Collected data entries:
========================================================================
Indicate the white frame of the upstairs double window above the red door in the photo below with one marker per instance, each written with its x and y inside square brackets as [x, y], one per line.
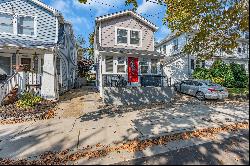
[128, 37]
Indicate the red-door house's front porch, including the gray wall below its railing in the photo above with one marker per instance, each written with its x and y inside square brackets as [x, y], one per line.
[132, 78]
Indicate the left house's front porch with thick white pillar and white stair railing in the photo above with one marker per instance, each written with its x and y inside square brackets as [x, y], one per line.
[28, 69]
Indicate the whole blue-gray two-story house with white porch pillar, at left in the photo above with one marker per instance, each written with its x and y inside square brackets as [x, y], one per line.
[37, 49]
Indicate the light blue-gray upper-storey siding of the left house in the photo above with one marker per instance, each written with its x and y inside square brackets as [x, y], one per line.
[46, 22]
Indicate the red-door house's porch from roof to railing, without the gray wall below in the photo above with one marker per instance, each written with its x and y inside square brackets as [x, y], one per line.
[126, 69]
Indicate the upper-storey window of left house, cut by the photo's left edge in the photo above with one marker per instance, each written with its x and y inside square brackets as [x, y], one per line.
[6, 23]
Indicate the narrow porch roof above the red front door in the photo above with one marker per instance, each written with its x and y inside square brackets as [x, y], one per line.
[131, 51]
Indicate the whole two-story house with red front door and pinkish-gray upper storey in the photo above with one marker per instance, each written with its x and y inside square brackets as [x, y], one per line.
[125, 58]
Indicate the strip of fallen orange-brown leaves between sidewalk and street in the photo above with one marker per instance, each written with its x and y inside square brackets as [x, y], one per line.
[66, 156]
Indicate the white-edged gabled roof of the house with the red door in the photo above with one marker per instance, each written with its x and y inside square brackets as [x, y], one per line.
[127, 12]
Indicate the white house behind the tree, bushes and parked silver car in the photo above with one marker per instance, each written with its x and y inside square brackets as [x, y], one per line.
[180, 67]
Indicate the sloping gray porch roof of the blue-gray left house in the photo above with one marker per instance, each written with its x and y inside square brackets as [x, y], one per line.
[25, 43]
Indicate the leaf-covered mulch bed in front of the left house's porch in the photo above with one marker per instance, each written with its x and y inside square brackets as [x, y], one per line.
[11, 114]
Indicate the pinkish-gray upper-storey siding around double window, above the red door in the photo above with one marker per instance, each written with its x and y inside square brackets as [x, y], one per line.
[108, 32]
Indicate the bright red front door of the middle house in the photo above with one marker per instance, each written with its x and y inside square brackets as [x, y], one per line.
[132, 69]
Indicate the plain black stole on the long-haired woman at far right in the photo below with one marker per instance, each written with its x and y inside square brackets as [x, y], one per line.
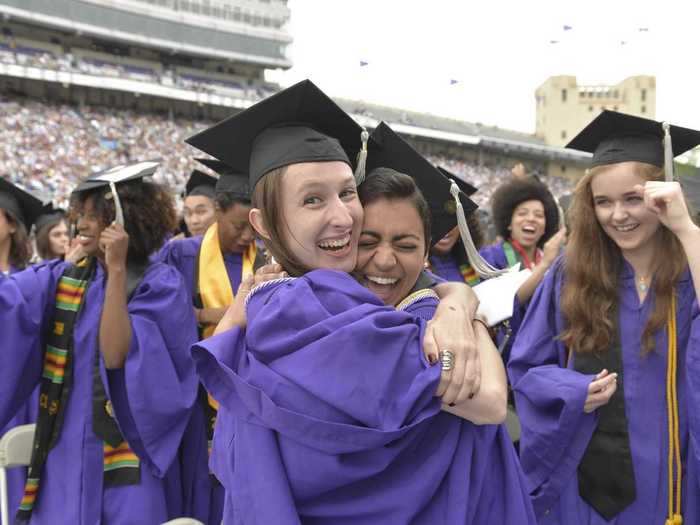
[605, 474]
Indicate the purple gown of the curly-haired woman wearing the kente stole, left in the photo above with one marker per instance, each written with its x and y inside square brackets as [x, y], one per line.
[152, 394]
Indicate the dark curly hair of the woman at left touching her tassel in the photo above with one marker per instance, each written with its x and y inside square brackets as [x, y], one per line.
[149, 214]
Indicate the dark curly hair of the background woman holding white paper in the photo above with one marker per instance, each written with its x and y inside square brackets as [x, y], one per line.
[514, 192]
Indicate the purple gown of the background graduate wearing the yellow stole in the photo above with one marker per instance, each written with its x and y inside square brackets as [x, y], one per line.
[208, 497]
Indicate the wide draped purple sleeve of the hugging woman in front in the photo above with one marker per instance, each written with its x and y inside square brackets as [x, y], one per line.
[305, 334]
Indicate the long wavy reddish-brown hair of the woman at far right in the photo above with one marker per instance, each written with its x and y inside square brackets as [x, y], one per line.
========================================================================
**EXERCISE GOAL:** Repeat each line of the records exactly, dropping the pictures.

**ANSWER BOX:**
Indicate the white frame of the upstairs double window above the red door in the photo below with one marker per instance, each written with its x and y inside square brackets as [x, y], one per line.
[128, 37]
Indicate the red-door house's front porch, including the gray wall below its railing in the photo above with one marker per instance, each written with its x and y inside square brackets as [x, y], one per line.
[132, 78]
Indicate the left house's front porch with thick white pillar and white stair railing in the photo above with one marker per instance, each written with its x and y inside square brackets as [x, y], one per line.
[28, 69]
Indicate the whole blue-gray two-story house with white porch pillar, at left in the photo above with one marker per instance, each written with its x and y inside square brackets as [x, y], one per line.
[37, 49]
Indicate the light blue-gray upper-storey siding of the left house in the photo above with one marker per instance, each written with its x and y inside square brackets as [x, y], one per line.
[46, 22]
Indicate the red-door house's porch from roof to railing, without the gray wall below in the photo above with one marker per instance, each written with its x and y inside square brackets as [x, y], one per line.
[126, 69]
Indicate the upper-storey window of left house, cut by the photo's left edge in the photo above with one marker per instance, each written with its x and y inside square brackets as [x, y], one per line.
[6, 23]
Indicate the narrow porch roof above the red front door in the photo above with one marker per instance, each written with its x and y inside square brackets as [x, y], one per line.
[131, 51]
Indicate the whole two-story house with red front door and pinkish-gray upper storey in the photo above with one marker per instance, each written with its x and y inside square brackets as [x, y], one per line.
[125, 58]
Indicate the strip of fallen orange-brown leaves between sidewalk and street in the photo above with one marker per instance, each written with its x and y inside square brackets as [x, y], one per line.
[66, 156]
Indicate the white-edged gabled roof of the house with the red door in the photo above with one marker per instance, each written with its x and y inside square brackets as [x, y], one per line.
[127, 12]
Indicate the white house behind the tree, bushes and parked silver car in the photo above with one marker per instance, each written with its x and y inside square brackets as [x, y], one per line.
[180, 67]
Indicate the sloping gray porch roof of the blue-gray left house in the photo above with one marker per instance, each written with its x and y inside square brackets as [x, y], one per line.
[25, 43]
Indicate the leaf-covered mulch bed in front of the left house's porch in the photo above with one marker per instance, each written with its x and y inside square brackets as [x, y], one per line.
[11, 114]
Indicate the pinkish-gray upper-storey siding around double window, above the red door in the photo above with one marker per instance, each written with its x and y inside square brackets as [x, y], one per line.
[108, 32]
Indicate the bright red front door of the middle house in the photo above with one marker per instance, each written with its x and y inside square brackets as [x, y], one per line.
[132, 69]
Indicate the plain black stole on the long-haired woman at far right in the photo below with one marker per instance, each written with its x and y inside square brackets as [x, y], one per line.
[605, 474]
Indicate the purple gown of the curly-haired woman wearing the kente stole, left in the photo above with one marker per instance, each written with its x and y inside square brackets as [x, y], one per line.
[152, 394]
Indicate the dark curly hair of the woman at left touching her tassel in the photo above with one marker per instance, each written with its x and y inside square brackets as [x, y], one per line.
[149, 214]
Indicate the dark curly hair of the background woman holding white paper in the photo above with one marker per instance, each written with its x and y inside square brackets as [x, y], one per line.
[514, 192]
Indicate the purple gown of the background graduate wearing the yellow stole in the photo above with one marker per instance, each written with its x and y inside square brackets as [x, y], one per line.
[208, 497]
Indicate the wide draped purple sleeve of the hugging woman in front in the photo above with one marker per instance, each written with its x and y inside square brackets as [x, y], one per line.
[305, 334]
Indicate the long wavy reddish-brown hair of the woman at far right in the photo above with one marker per instance, each written with its x and y inside square brackets as [x, y], one per line.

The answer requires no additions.